● **Goal of the exercise**
Retype exactly the lines that start at the line with "asphalt road surface ->" and end at the final line, both included, and leave out every picture.

● **Data to use**

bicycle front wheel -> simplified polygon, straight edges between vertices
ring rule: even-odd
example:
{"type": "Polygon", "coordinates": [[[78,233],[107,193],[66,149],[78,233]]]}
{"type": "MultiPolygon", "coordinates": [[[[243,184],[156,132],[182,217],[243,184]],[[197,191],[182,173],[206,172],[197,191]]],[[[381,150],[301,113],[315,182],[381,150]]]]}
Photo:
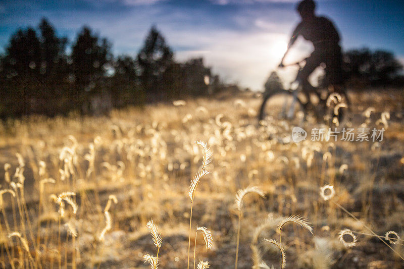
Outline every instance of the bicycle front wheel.
{"type": "Polygon", "coordinates": [[[305,113],[302,105],[294,92],[285,90],[264,95],[260,109],[259,121],[301,121],[305,113]]]}

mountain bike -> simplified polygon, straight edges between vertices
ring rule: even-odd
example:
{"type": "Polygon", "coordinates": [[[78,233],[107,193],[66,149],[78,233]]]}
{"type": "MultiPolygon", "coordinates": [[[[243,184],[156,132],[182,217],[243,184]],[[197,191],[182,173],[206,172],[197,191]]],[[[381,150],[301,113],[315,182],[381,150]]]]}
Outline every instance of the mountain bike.
{"type": "MultiPolygon", "coordinates": [[[[297,65],[301,68],[304,61],[283,66],[297,65]]],[[[330,127],[339,128],[348,120],[350,102],[344,86],[338,87],[337,90],[333,86],[304,89],[296,79],[289,89],[266,89],[263,98],[258,116],[261,123],[265,120],[284,120],[300,125],[311,117],[318,122],[324,121],[330,127]]]]}

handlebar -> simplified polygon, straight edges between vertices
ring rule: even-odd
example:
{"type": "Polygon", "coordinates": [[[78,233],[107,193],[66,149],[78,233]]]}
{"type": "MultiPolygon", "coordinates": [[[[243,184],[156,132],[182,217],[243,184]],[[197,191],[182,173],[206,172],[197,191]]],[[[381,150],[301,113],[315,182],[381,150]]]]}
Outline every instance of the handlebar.
{"type": "MultiPolygon", "coordinates": [[[[282,62],[281,62],[281,63],[279,64],[279,65],[278,66],[278,67],[280,68],[283,68],[284,67],[286,67],[288,66],[298,66],[299,67],[301,68],[302,67],[301,66],[302,63],[305,62],[307,59],[307,58],[305,58],[302,60],[300,61],[299,62],[296,62],[296,63],[293,63],[293,64],[289,64],[288,65],[284,65],[283,64],[282,64],[282,62]]],[[[282,62],[283,61],[282,61],[282,62]]]]}

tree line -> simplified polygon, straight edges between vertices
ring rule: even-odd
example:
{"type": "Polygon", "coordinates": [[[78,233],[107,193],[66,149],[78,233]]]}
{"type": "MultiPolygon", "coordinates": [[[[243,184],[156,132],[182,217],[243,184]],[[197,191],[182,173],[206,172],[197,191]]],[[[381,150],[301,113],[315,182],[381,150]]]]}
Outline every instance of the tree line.
{"type": "Polygon", "coordinates": [[[114,57],[112,44],[87,26],[70,47],[48,20],[20,29],[0,55],[0,117],[101,114],[128,104],[199,96],[223,87],[201,58],[174,61],[155,27],[135,57],[114,57]]]}

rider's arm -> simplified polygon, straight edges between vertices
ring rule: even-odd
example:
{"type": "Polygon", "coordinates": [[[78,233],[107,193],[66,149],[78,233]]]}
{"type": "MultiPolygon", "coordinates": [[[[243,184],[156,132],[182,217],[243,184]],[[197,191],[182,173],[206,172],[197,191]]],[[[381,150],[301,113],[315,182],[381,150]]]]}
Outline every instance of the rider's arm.
{"type": "Polygon", "coordinates": [[[301,27],[301,23],[300,23],[297,25],[297,26],[293,30],[293,33],[292,33],[292,36],[290,37],[290,40],[289,41],[289,43],[287,45],[288,49],[289,49],[289,48],[290,48],[290,46],[293,44],[294,42],[296,41],[296,39],[297,39],[297,37],[300,34],[300,30],[301,27]]]}

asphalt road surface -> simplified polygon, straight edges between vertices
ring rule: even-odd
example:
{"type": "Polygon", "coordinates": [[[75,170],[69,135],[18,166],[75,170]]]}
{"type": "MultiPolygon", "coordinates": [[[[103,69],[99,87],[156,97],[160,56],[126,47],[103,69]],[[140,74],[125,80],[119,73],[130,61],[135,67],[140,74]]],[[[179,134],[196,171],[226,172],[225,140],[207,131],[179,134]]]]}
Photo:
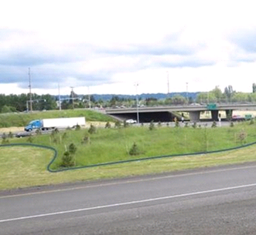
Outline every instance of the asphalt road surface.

● **Answer for this exercise**
asphalt road surface -> simplified polygon, straight edges between vertices
ring rule: even-odd
example:
{"type": "Polygon", "coordinates": [[[75,170],[69,135],[18,166],[75,170]]]}
{"type": "MultiPolygon", "coordinates": [[[[103,69],[99,87],[156,97],[160,56],[126,47],[103,69]],[[140,74],[125,80],[119,73],[130,61],[135,67],[140,74]]],[[[179,134],[196,171],[226,172],[225,140],[207,131],[179,134]]]]}
Photo:
Outline every instance of the asphalt road surface.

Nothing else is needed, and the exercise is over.